Lines of data:
───

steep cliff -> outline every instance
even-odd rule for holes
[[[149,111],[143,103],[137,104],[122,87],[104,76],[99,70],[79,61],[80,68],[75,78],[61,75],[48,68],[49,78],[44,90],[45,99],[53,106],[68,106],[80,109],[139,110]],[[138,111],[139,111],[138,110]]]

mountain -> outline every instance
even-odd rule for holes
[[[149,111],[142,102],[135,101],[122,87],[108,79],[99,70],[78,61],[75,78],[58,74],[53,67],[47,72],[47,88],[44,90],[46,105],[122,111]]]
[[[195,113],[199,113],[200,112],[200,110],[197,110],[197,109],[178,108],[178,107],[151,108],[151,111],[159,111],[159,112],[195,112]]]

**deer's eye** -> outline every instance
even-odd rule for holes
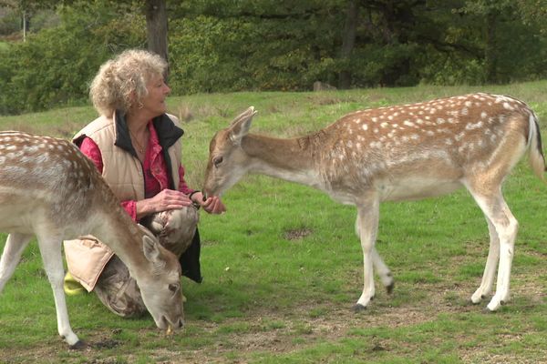
[[[222,157],[215,157],[214,158],[212,158],[212,164],[214,165],[214,167],[219,167],[219,165],[222,163]]]
[[[170,290],[173,293],[176,293],[179,290],[179,285],[178,284],[174,284],[171,283],[169,285],[169,290]]]

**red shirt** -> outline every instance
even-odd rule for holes
[[[152,197],[160,193],[160,191],[169,188],[167,164],[165,163],[163,153],[161,153],[162,148],[158,139],[158,134],[152,123],[149,123],[148,127],[150,132],[150,137],[146,147],[142,166],[145,198]],[[91,138],[86,136],[80,145],[80,150],[93,161],[97,169],[102,174],[102,155],[98,146]],[[184,180],[184,167],[182,165],[179,166],[179,177],[181,178],[179,191],[189,195],[193,189],[190,188]],[[121,201],[121,206],[129,214],[131,218],[137,221],[137,201]]]

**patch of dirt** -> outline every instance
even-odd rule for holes
[[[311,228],[294,228],[291,230],[287,230],[284,234],[284,238],[285,240],[299,240],[311,235],[314,231]]]

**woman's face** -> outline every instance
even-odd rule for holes
[[[165,99],[170,93],[170,88],[163,81],[163,76],[153,76],[147,85],[148,95],[140,100],[142,109],[140,112],[148,112],[152,117],[164,114],[167,111]]]

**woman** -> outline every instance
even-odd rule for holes
[[[198,212],[225,211],[217,197],[184,180],[175,116],[166,114],[170,89],[167,63],[144,50],[128,50],[101,66],[90,97],[100,116],[76,134],[74,142],[97,166],[125,210],[181,257],[182,273],[201,282]],[[114,313],[130,317],[146,307],[127,267],[93,237],[65,242],[70,275]]]

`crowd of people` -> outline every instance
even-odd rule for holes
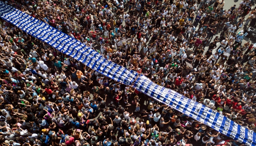
[[[4,2],[255,129],[251,0],[227,10],[224,0]],[[243,145],[0,20],[1,145]]]

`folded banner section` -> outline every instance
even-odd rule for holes
[[[256,133],[212,110],[170,89],[159,86],[144,76],[139,77],[134,87],[139,91],[203,123],[246,146],[255,146]]]
[[[80,42],[0,1],[0,17],[98,72],[169,105],[247,146],[255,146],[256,134],[200,103],[159,86],[144,76],[106,59]],[[134,81],[135,81],[135,82]]]
[[[138,76],[136,72],[105,59],[75,38],[2,2],[0,2],[0,17],[90,68],[119,82],[131,85]]]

───

Starting with the line that contains "dirt** -> outline every instance" and continuing through the last of the lines, write those lines again with "banner" changed to "flag" and everything else left as it is. Leave out the pictures.

* **The result**:
**patch of dirt** -> outline every instance
even-odd rule for holes
[[[311,228],[294,228],[291,230],[287,230],[284,234],[284,238],[285,240],[299,240],[311,235],[314,231]]]

**woman's face** -> outline every instance
even-odd rule for holes
[[[165,99],[170,93],[170,88],[163,81],[163,76],[153,76],[147,85],[148,95],[140,100],[142,109],[140,112],[148,112],[152,117],[164,114],[167,111]]]

**woman** -> outline every instance
even-odd rule for holes
[[[198,212],[225,211],[217,197],[184,180],[175,116],[166,114],[170,89],[167,63],[144,50],[128,50],[101,66],[90,97],[100,116],[76,134],[74,142],[97,166],[125,210],[181,257],[182,273],[201,282]],[[114,313],[130,317],[146,307],[127,267],[93,237],[65,242],[70,275]]]

`crowd of people` -> outline every instance
even-odd rule for holes
[[[4,2],[255,129],[251,0],[227,10],[224,0]],[[243,145],[0,20],[1,145]]]

`folded flag section` -> outline every instance
even-odd rule for holes
[[[256,133],[212,110],[170,89],[159,86],[144,76],[139,77],[134,87],[139,91],[203,123],[246,146],[255,146]]]
[[[80,42],[0,1],[0,17],[98,72],[169,105],[247,146],[255,146],[256,134],[200,103],[159,86],[144,76],[106,59]],[[134,81],[135,81],[135,82]]]
[[[138,76],[136,72],[105,59],[75,38],[2,2],[0,2],[0,17],[90,68],[119,82],[131,85]]]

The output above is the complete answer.